INSTRUCTIONS TO FOLLOW:
Give the total number of lines in the data below that include "water", and nothing else.

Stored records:
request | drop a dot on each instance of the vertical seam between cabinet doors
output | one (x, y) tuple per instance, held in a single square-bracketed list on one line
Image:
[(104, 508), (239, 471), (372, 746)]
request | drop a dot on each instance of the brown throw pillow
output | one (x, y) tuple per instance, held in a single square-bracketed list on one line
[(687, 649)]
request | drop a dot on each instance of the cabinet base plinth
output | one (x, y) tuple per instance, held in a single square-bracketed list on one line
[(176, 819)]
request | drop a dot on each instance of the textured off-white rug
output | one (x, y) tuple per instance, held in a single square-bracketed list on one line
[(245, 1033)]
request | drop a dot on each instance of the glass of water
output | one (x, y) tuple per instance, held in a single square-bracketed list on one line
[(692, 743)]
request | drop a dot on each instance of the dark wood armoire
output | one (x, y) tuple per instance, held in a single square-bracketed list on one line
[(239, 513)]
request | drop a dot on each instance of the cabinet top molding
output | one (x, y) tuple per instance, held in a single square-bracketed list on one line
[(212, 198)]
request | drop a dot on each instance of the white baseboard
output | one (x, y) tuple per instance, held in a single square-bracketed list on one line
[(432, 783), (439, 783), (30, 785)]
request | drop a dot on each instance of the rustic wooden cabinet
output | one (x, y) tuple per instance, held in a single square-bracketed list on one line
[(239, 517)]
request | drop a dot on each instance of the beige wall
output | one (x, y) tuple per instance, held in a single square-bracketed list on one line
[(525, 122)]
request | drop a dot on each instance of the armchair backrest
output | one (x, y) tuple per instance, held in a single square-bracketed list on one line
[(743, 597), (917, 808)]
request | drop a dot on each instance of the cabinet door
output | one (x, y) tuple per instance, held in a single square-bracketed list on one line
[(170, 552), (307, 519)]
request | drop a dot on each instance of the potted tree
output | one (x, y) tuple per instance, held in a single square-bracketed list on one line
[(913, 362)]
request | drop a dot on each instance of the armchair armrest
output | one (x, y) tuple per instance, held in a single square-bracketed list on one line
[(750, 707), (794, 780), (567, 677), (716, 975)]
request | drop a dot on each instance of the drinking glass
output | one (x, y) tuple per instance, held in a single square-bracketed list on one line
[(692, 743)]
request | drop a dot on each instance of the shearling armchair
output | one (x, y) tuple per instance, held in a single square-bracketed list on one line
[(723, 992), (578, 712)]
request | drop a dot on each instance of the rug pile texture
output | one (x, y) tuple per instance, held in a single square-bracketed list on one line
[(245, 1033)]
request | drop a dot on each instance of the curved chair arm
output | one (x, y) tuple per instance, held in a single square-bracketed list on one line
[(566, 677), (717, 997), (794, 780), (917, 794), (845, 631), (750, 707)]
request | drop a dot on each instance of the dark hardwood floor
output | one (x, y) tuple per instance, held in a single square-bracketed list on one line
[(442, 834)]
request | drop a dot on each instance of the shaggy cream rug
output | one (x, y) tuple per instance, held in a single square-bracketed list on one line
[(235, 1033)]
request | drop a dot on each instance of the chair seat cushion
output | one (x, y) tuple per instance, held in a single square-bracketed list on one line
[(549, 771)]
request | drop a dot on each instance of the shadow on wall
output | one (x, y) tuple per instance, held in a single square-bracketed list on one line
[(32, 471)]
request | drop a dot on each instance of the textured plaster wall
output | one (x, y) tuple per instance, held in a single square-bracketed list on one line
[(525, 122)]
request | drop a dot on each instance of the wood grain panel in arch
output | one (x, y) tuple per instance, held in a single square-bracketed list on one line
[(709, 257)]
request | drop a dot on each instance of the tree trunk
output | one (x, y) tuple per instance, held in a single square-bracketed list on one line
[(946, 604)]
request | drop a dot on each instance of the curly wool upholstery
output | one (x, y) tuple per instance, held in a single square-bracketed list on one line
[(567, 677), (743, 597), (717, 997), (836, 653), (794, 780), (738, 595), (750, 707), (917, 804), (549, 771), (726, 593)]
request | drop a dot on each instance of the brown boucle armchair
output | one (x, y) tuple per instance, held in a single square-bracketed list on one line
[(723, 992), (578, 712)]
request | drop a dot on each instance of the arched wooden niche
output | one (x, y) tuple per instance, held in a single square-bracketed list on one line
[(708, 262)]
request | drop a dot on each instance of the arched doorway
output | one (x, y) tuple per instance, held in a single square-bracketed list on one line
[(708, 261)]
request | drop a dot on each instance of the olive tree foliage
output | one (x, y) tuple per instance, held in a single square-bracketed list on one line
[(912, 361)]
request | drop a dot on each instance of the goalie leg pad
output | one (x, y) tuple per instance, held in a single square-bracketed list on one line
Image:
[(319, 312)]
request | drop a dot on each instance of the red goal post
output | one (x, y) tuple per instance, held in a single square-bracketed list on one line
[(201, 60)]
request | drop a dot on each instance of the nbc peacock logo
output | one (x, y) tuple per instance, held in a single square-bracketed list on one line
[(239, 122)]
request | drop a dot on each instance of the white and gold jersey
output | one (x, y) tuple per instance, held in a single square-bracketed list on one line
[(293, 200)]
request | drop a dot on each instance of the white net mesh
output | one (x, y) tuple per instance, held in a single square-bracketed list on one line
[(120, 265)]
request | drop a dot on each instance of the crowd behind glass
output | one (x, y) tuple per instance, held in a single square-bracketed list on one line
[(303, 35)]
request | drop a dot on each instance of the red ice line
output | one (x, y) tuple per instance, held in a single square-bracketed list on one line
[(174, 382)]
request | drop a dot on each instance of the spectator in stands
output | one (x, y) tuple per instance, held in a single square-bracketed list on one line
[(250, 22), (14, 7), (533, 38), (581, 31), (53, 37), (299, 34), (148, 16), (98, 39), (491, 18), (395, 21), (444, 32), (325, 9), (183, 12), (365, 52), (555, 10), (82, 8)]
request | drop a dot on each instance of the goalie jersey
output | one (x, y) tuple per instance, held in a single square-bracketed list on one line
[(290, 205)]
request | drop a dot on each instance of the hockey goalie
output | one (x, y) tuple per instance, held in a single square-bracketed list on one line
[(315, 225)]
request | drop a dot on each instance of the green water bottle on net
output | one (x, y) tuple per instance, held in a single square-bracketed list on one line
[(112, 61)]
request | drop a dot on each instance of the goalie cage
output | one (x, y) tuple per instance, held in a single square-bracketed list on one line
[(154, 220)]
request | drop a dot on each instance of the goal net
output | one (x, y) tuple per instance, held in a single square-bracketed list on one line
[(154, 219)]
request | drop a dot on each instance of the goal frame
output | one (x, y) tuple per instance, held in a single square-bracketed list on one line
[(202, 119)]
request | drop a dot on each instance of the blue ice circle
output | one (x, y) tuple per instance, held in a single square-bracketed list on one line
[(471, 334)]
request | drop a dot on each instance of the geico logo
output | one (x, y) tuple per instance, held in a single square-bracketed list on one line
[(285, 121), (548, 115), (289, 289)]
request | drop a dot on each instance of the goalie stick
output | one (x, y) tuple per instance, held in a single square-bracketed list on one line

OUTPUT OF THE EXERCISE:
2